DOCUMENT EXCERPT section start

The story - brass band saves the soul of a mining town - is well known by now, even for those who missed the film, but for all the knockabout northern humour, it feels as much like tragedy as comedy.

The colliery's fate hangs over proceedings, the towering pithead machinery dominating the stage like an ancient monolith, while the men and their families wait for Grimley's certain demise as a mining community. Phil was jailed for his part in the miner's strike, the bailiffs are coming down the garden path and the best he can hope for is a few gigs as an inept party clown.

His son, Shane, is the narrator and chorus - wise beyond his years, guiding his mum and dad through the miseries of poverty, consoling his mum when things get especially tough. One of the two youngsters who play him, Luke Peace, was comfortable within a role that's crucial to the tone of the play.

Danny, Shane's grandfather and the band leader (the stalwart Peter Armitage) tries hard to keep the band going, all the while dying with lung disease. "Your handkerchief's all black," Shane tells him. So it's not surprising he wants Grimley Colliery Band to survive. "Look at this tie," he says. "1881 it says - more than a hundred years this band had been together. That's seven strikes, three disasters, two world wars and one bloody long depression."

The lads, though, are resigned to closure and the end of the band. There's increased incentive when Gloria comes along - she's management, as it happens, but plays flugelhorn like a goddess - though Freya Copeland's solo during the Concierto De Orange Juice (as Danny calls it) can't be overdubbed, unlike Tara Fitzgerald's in the movie. So when she fluffs a couple of notes suspension of disbelief lapses somewhat, an effect not helped by the occasional impression of the plot flying by like a runaway train.

There are some great lines, though - "We had basses that sounded like a bulk delivery of syrup and figs," Danny tells the band after one inauspicious performance. Local lad Andy is Gloria's lover, a bit slow on the uptake. "It must be for Andy that they read the main points of the news again," one of his mates says. He gets some stick later for sleeping with the enemy - but, as Phil says, "With legs like that wrapped around you, you don't ask for a reference."

There's lots of fun to be had, but it's still a mordant piece, bitter for everything the Tories did. At the end, as Danny accepts the winning trophy at the Albert Hall then hands it back as a protest against the destruction of the mining industry, all of a sudden it was like an agitprop meeting, with Danny making seemingly a genuine speech. "If this lot were whales or bloody seals," he says, gesturing to the band, "you'd be up in arms."

There is no triumphalism at the end - as the band files off the Albert Hall stage and Danny shuffles away, bent over, Shane tells us that he dies - not like the film, with its upbeat ending. But Brassed Off is still a fine play, all the better for its refusal to be merely a good laugh.

In rep at the Olivier until 24 June (0171-928 2252). This review appeared in later editions of yesterday's paper.

DOCUMENT EXCERPT section end

QUESTIONS:
1. Reproduce word for word the stretch of the Brassed Off review from "The story - brass" through "tragedy as comedy.".
2. Summarize the Brassed Off review in two sentences.

RECORDED INFORMATION section start

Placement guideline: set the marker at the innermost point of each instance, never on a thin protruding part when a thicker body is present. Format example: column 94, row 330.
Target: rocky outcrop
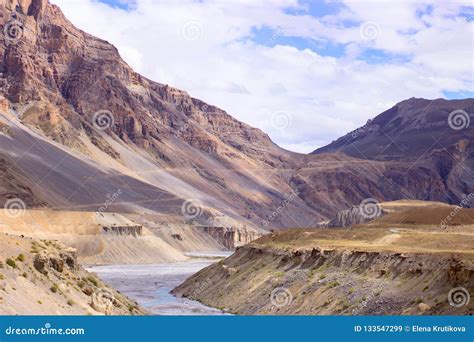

RECORDED INFORMATION section end

SOLUTIONS TO THE EXERCISE:
1.
The story - brass band saves the soul of a mining town - is well known by now, even for those who missed the film, but for all the knockabout northern humour, it feels as much like tragedy as comedy.

2. The stage version of Brassed Off, in which a brass band saves the soul of a mining town, pairs northern humor with a sense of tragedy as the colliery's closure hangs over Grimley's families. The review credits its great lines and Luke Peace's turn as the narrator Shane, notes weaknesses such as Freya Copeland's fluffed flugelhorn notes and a plot that sometimes flies by, and judges it a fine play for its bitter, untriumphant ending, in which Danny hands back the Albert Hall trophy in protest and then dies.